Output the line containing "Phrase: granite rock face", then every remaining line of the entries below, exactly as written and with no other text.

[RECORDED INFORMATION]

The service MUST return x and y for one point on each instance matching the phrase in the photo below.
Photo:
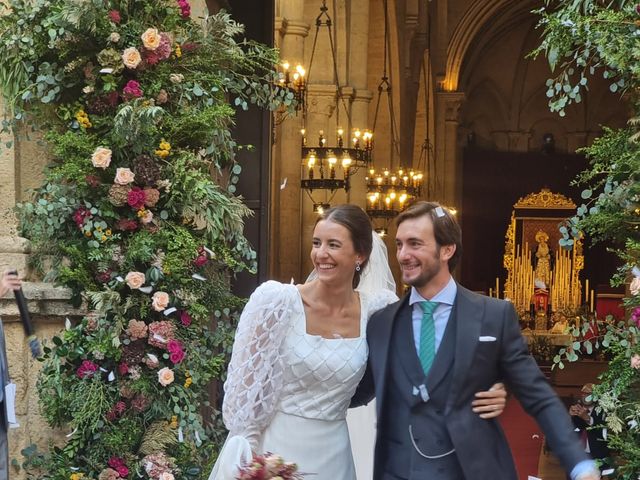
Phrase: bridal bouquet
(269, 466)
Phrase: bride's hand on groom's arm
(490, 404)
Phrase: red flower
(185, 318)
(123, 368)
(200, 260)
(86, 369)
(118, 465)
(136, 197)
(126, 225)
(80, 215)
(114, 16)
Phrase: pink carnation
(119, 466)
(132, 90)
(136, 197)
(161, 333)
(86, 369)
(114, 16)
(176, 351)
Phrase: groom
(432, 350)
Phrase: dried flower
(119, 194)
(160, 301)
(101, 157)
(151, 38)
(137, 329)
(131, 57)
(165, 376)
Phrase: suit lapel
(442, 362)
(381, 352)
(469, 314)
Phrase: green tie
(427, 336)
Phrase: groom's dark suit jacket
(482, 344)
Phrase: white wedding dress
(288, 392)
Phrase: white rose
(101, 157)
(151, 38)
(135, 279)
(165, 376)
(131, 57)
(124, 176)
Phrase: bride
(300, 352)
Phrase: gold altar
(542, 277)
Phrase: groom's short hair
(446, 229)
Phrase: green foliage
(137, 216)
(579, 38)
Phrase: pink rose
(101, 157)
(124, 176)
(132, 90)
(131, 58)
(165, 376)
(160, 301)
(135, 279)
(136, 197)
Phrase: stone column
(448, 187)
(21, 167)
(284, 251)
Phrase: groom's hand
(490, 404)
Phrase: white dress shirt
(445, 298)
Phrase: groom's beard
(430, 268)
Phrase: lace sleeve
(255, 374)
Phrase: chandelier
(390, 190)
(328, 163)
(294, 82)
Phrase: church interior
(398, 101)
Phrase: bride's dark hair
(354, 219)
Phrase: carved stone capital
(451, 103)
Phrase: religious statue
(542, 270)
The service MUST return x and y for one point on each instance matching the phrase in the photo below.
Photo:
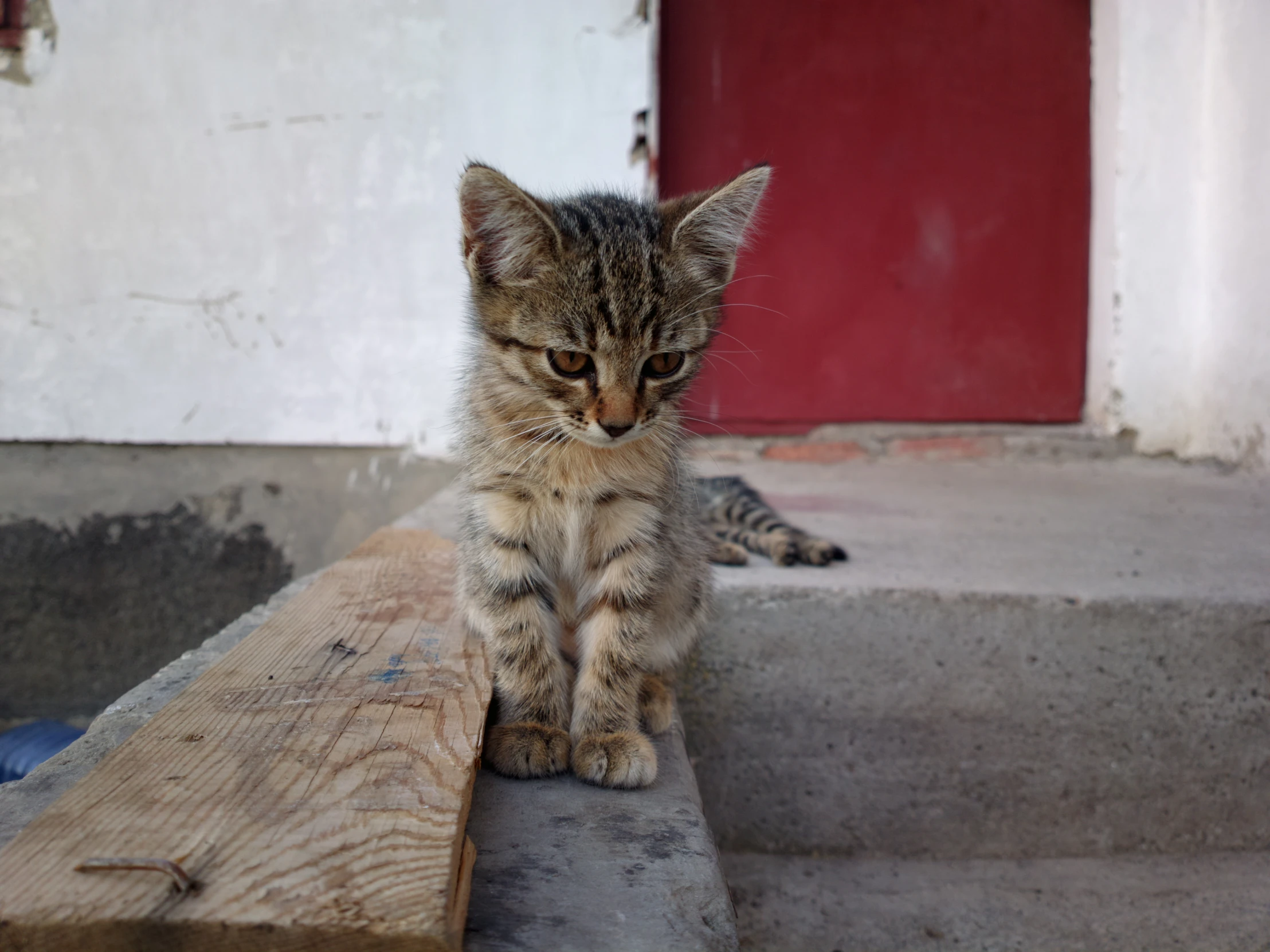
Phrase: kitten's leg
(621, 598)
(657, 703)
(609, 747)
(509, 604)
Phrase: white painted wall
(236, 221)
(1180, 285)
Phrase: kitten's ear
(712, 225)
(508, 235)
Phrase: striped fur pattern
(739, 520)
(583, 562)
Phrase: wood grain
(314, 784)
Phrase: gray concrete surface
(1126, 528)
(560, 866)
(566, 867)
(1020, 660)
(116, 559)
(1128, 904)
(314, 503)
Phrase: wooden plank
(314, 784)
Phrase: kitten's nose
(616, 431)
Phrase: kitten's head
(595, 312)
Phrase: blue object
(25, 748)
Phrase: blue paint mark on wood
(391, 674)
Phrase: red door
(924, 248)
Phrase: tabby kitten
(583, 560)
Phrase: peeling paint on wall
(249, 207)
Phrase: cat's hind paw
(818, 551)
(620, 760)
(526, 749)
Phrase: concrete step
(1022, 659)
(1217, 903)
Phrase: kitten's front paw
(527, 749)
(618, 760)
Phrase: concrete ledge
(1127, 904)
(918, 724)
(1021, 659)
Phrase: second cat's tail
(738, 520)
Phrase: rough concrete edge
(22, 801)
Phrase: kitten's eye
(662, 365)
(571, 363)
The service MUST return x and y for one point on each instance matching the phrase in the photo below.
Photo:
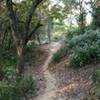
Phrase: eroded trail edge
(51, 86)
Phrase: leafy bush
(59, 54)
(86, 48)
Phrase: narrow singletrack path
(51, 87)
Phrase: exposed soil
(55, 82)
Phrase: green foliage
(59, 54)
(18, 90)
(85, 48)
(95, 90)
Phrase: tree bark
(20, 61)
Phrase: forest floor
(55, 82)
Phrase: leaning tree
(21, 38)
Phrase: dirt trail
(51, 87)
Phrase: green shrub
(59, 54)
(86, 48)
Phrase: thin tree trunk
(20, 62)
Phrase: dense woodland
(49, 49)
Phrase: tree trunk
(20, 62)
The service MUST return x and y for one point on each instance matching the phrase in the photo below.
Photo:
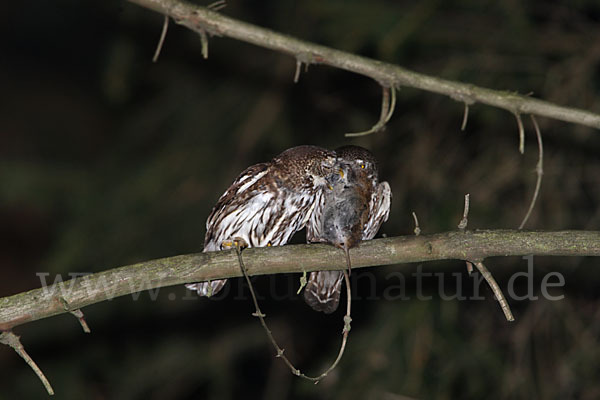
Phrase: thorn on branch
(465, 220)
(521, 132)
(297, 73)
(10, 339)
(496, 289)
(81, 318)
(388, 104)
(539, 170)
(217, 5)
(163, 34)
(465, 117)
(469, 267)
(303, 282)
(417, 228)
(204, 41)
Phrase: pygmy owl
(268, 203)
(355, 206)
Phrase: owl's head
(357, 163)
(313, 162)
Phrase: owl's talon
(232, 243)
(240, 243)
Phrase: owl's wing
(379, 210)
(314, 226)
(238, 190)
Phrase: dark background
(107, 159)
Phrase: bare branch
(199, 18)
(496, 289)
(468, 245)
(465, 220)
(10, 339)
(539, 170)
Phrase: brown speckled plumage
(353, 210)
(268, 203)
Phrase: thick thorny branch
(203, 20)
(468, 245)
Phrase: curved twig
(465, 219)
(163, 34)
(521, 133)
(387, 109)
(280, 351)
(539, 170)
(496, 289)
(90, 289)
(199, 18)
(10, 339)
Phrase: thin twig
(23, 308)
(465, 220)
(76, 313)
(539, 170)
(521, 133)
(10, 339)
(81, 318)
(198, 18)
(417, 228)
(163, 34)
(387, 109)
(465, 117)
(280, 352)
(496, 289)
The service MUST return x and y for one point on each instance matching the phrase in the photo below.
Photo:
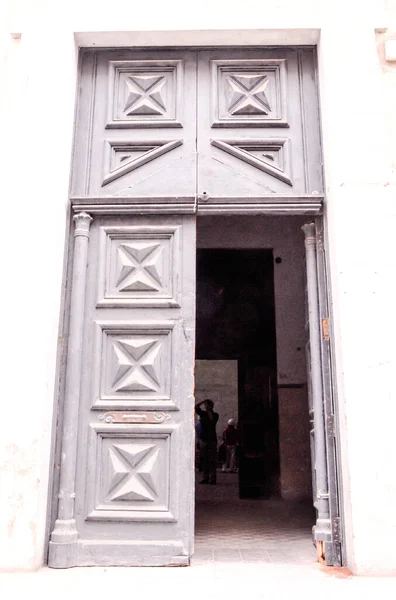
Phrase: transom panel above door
(182, 125)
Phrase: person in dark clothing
(208, 439)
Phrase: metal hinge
(325, 329)
(336, 529)
(330, 425)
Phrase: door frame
(309, 205)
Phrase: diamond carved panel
(130, 475)
(133, 364)
(144, 94)
(138, 267)
(249, 93)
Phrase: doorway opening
(250, 361)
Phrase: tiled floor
(229, 529)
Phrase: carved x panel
(138, 267)
(144, 93)
(133, 364)
(130, 475)
(249, 93)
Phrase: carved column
(323, 525)
(63, 546)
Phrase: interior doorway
(250, 360)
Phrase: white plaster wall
(38, 107)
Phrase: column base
(62, 556)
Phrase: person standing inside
(208, 439)
(231, 441)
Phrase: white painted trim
(216, 37)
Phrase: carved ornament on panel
(144, 93)
(138, 267)
(123, 157)
(133, 363)
(130, 475)
(271, 155)
(249, 93)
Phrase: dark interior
(236, 321)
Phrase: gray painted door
(136, 130)
(126, 490)
(134, 486)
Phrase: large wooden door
(160, 136)
(134, 484)
(257, 125)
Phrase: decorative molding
(306, 204)
(271, 155)
(122, 157)
(272, 205)
(135, 417)
(113, 205)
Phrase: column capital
(82, 223)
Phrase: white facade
(357, 87)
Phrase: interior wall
(285, 237)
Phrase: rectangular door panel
(134, 501)
(252, 132)
(137, 124)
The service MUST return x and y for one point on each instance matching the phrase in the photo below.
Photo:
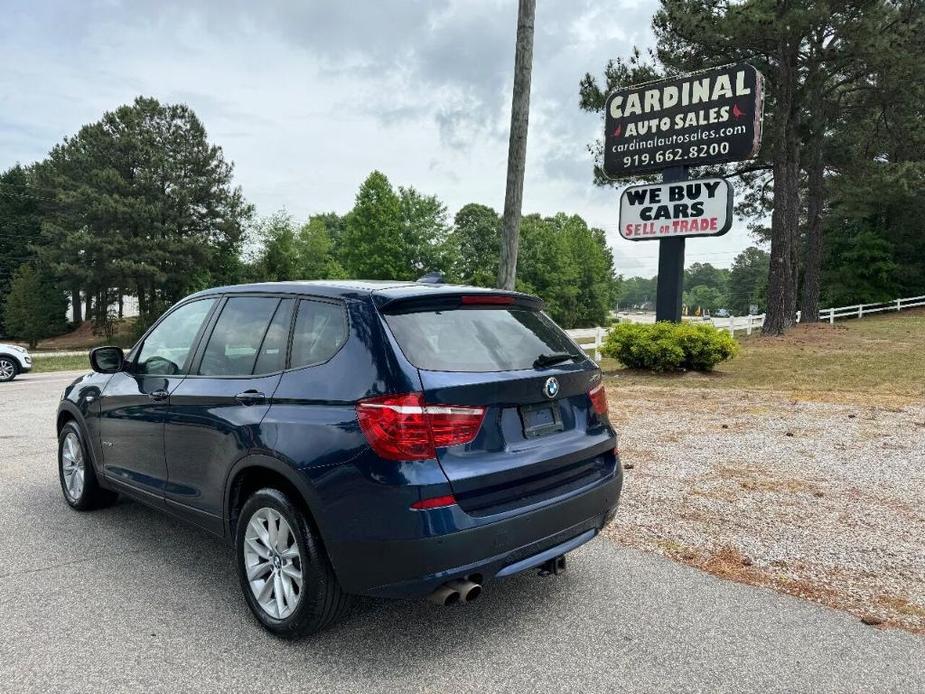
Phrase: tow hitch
(553, 567)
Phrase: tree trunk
(517, 145)
(76, 306)
(812, 263)
(785, 218)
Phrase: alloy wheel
(72, 466)
(7, 369)
(273, 563)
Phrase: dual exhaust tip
(456, 592)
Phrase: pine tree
(373, 245)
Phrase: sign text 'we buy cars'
(664, 210)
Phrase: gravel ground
(128, 599)
(821, 500)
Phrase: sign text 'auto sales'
(709, 117)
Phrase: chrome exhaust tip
(444, 595)
(468, 590)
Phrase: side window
(166, 349)
(272, 356)
(320, 330)
(237, 336)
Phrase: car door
(135, 401)
(216, 412)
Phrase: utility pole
(517, 145)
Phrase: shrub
(669, 346)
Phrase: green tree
(278, 258)
(424, 231)
(545, 267)
(316, 252)
(144, 204)
(704, 298)
(748, 281)
(636, 291)
(20, 226)
(706, 275)
(373, 244)
(596, 284)
(475, 246)
(35, 306)
(862, 269)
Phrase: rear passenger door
(216, 412)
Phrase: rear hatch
(541, 436)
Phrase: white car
(13, 360)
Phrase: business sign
(687, 208)
(708, 117)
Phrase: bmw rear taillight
(402, 427)
(598, 399)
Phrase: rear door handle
(250, 397)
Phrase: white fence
(749, 323)
(591, 339)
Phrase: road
(126, 599)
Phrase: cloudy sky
(307, 97)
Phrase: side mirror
(107, 360)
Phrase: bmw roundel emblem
(551, 388)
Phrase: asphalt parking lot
(126, 599)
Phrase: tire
(78, 480)
(267, 568)
(8, 369)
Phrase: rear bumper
(409, 568)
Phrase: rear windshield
(478, 339)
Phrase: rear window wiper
(550, 359)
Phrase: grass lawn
(881, 356)
(69, 363)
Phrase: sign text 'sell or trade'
(709, 117)
(689, 208)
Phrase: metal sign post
(705, 118)
(670, 283)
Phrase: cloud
(306, 97)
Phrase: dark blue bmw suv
(375, 438)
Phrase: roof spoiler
(462, 300)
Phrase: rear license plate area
(541, 419)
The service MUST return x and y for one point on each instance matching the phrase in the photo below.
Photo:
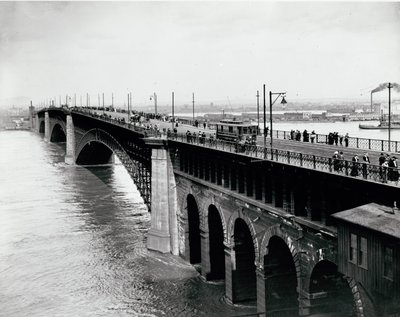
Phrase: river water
(72, 243)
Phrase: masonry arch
(58, 134)
(330, 291)
(244, 286)
(216, 230)
(97, 146)
(41, 126)
(192, 231)
(280, 260)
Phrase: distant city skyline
(218, 50)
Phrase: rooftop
(373, 216)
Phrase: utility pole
(265, 120)
(390, 86)
(128, 106)
(258, 112)
(173, 114)
(103, 103)
(193, 105)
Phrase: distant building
(369, 253)
(297, 116)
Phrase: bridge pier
(163, 234)
(46, 126)
(36, 124)
(70, 151)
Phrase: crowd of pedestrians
(333, 138)
(388, 167)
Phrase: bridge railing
(353, 142)
(370, 172)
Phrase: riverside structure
(283, 229)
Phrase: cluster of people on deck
(388, 167)
(338, 139)
(332, 138)
(192, 137)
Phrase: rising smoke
(385, 86)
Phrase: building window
(362, 258)
(358, 252)
(388, 262)
(353, 248)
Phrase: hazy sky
(214, 49)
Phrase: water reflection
(72, 243)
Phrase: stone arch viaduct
(261, 226)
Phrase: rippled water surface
(72, 243)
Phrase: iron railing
(361, 170)
(353, 142)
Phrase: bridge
(258, 218)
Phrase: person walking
(346, 140)
(354, 168)
(366, 162)
(312, 136)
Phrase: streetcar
(236, 131)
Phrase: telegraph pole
(193, 105)
(390, 86)
(258, 112)
(173, 114)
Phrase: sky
(220, 51)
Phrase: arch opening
(41, 127)
(216, 240)
(58, 135)
(330, 292)
(244, 273)
(281, 279)
(95, 153)
(194, 239)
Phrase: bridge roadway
(318, 149)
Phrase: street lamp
(390, 86)
(258, 112)
(154, 97)
(271, 103)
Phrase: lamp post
(389, 127)
(193, 105)
(173, 114)
(258, 112)
(154, 96)
(271, 103)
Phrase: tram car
(236, 131)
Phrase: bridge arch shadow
(244, 283)
(330, 292)
(216, 244)
(58, 134)
(97, 147)
(192, 231)
(41, 127)
(280, 278)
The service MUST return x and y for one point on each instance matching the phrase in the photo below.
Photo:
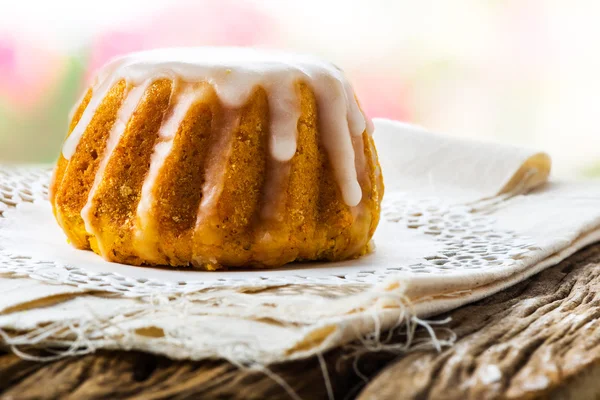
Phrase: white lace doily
(416, 237)
(446, 238)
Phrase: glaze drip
(235, 73)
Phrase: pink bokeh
(27, 72)
(206, 23)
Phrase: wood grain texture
(538, 339)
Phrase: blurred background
(516, 71)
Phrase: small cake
(218, 157)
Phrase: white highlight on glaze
(123, 116)
(235, 73)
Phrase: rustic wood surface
(538, 339)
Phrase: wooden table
(538, 339)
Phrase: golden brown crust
(79, 174)
(115, 200)
(302, 217)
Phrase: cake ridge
(218, 163)
(235, 73)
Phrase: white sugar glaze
(235, 73)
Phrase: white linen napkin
(461, 220)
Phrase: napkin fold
(461, 220)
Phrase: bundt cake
(218, 157)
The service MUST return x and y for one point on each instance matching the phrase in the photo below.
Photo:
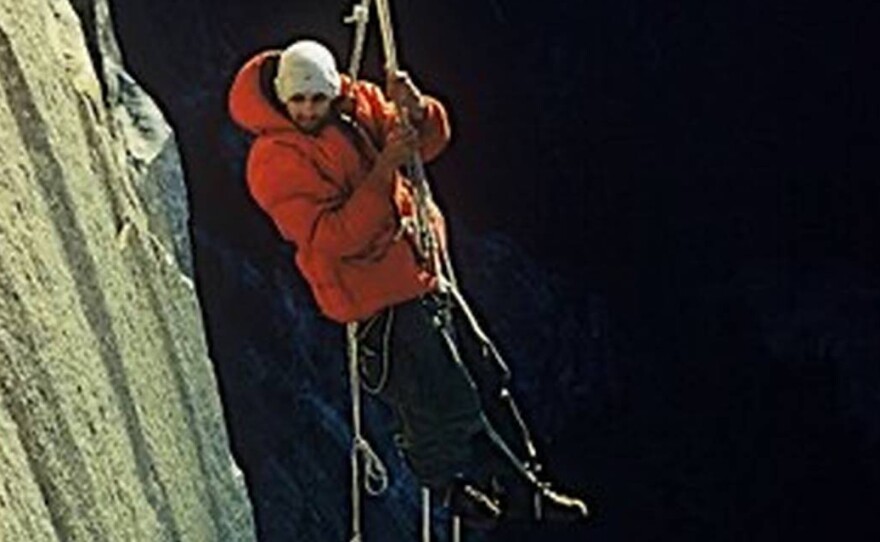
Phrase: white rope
(375, 473)
(360, 16)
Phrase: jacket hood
(251, 102)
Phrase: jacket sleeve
(312, 211)
(434, 130)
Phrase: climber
(326, 167)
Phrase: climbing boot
(476, 508)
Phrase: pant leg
(436, 403)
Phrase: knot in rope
(375, 473)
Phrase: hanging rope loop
(375, 473)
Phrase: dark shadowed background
(666, 212)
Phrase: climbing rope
(436, 255)
(360, 16)
(375, 473)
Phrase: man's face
(309, 111)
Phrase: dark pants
(427, 384)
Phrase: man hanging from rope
(326, 167)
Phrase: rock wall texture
(111, 426)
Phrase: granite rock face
(111, 426)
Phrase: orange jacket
(342, 214)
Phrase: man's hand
(406, 95)
(400, 144)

[/RECORDED INFORMATION]

(EXPECTED ANSWER):
Phrase: granite rock face
(111, 426)
Phrase: orange jacket
(342, 214)
Phrase: man's hand
(406, 95)
(400, 144)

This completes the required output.